WHAT YOU NEED TO DO | Please substitute "Object" for every "Target" in the records below and leave everything else unchanged.

SUPPLIED INFORMATION |
* * * *
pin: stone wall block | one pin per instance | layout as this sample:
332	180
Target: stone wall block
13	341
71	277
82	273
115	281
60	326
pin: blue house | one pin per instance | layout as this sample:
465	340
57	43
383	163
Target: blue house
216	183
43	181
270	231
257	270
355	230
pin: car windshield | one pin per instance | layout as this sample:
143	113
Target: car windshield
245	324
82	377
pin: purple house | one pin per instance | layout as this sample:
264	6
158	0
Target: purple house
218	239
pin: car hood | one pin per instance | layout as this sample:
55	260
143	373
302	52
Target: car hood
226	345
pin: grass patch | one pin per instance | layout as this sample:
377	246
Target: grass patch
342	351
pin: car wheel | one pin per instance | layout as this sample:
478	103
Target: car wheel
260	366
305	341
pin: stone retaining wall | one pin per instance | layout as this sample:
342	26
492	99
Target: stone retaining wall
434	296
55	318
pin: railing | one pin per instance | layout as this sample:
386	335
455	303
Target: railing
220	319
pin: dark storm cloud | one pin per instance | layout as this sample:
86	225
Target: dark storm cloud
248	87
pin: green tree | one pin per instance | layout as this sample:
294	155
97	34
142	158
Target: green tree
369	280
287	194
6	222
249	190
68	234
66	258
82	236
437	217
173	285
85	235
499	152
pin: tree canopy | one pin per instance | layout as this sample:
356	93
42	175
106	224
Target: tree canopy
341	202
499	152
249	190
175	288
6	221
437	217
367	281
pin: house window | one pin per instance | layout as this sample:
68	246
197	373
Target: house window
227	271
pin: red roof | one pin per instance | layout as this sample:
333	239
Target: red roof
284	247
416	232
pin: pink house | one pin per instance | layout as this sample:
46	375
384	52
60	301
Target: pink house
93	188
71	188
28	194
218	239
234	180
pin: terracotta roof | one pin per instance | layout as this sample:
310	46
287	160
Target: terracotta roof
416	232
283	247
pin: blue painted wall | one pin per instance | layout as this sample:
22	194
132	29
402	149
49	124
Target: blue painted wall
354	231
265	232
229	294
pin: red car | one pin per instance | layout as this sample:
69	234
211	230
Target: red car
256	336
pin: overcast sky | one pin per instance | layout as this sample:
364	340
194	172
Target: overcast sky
* * * *
TASK RESPONSE |
pin: stone wall block | one pin per instance | layout as this sample:
332	180
Object: stone wall block
13	341
71	277
82	273
115	281
60	326
pin: blue house | one pin per instance | layout as this sample:
465	340
57	43
383	163
Object: blue house
216	183
43	181
270	231
257	270
355	230
pin: car windshield | one pin per instance | layout as this sample:
143	113
Object: car windshield
245	324
82	377
pin: purple house | one pin per instance | layout as this sample:
264	6
158	0
Object: purple house
218	239
pin: car hood | one pin per instance | layout as this sample:
55	260
143	373
302	52
Object: car hood
226	345
pin: grass patch | one pin per instance | layout as this sample:
377	246
Object: grass patch
342	351
pin: car wheel | one pin per instance | layout as this sample:
478	103
Object: car wheel
260	366
305	341
pin: stone retaining wall | one pin per instance | layout as this sample:
342	26
492	99
Object: stone retaining wall
434	296
55	318
pin: railing | one pin per instance | layout as this sample:
386	335
455	303
Object: railing
220	319
pin: dark storm cloud | one pin per instance | layout as this sample:
86	225
Object: dark storm cloud
248	87
pin: green tree | one pin per instance | layout as this sample:
294	155
97	34
142	158
Object: green tree
369	280
287	194
6	222
249	190
68	234
66	258
82	236
437	217
173	285
85	235
499	152
pin: tree canopy | one pin per instance | layout as this sample:
356	93
42	175
106	224
Object: tree canopy
341	202
499	152
249	190
175	288
6	221
437	217
367	281
pin: house window | one pin per instance | layout as this sample:
68	246
197	373
Object: house window
227	271
pin: red roof | one pin per instance | layout as this sample:
333	239
Object: red roof
284	247
416	232
pin: pink house | one pin per instance | layout as this sample:
46	375
384	52
60	301
Object: pink house
93	188
71	188
28	194
218	239
234	180
pin: terracotta roof | one pin per instance | layout as this sample:
310	46
287	160
Object: terracotta roof
416	232
283	247
pin: blue painted wall | one pin per instance | layout as this sample:
22	194
132	29
402	149
49	124
Object: blue painted wall
354	231
265	232
229	294
pin: red car | one pin per instance | layout as this sample:
69	234
211	230
Object: red car
256	336
pin: overcast sky | one pin per instance | layout as this sample:
364	340
194	172
Object: overcast sky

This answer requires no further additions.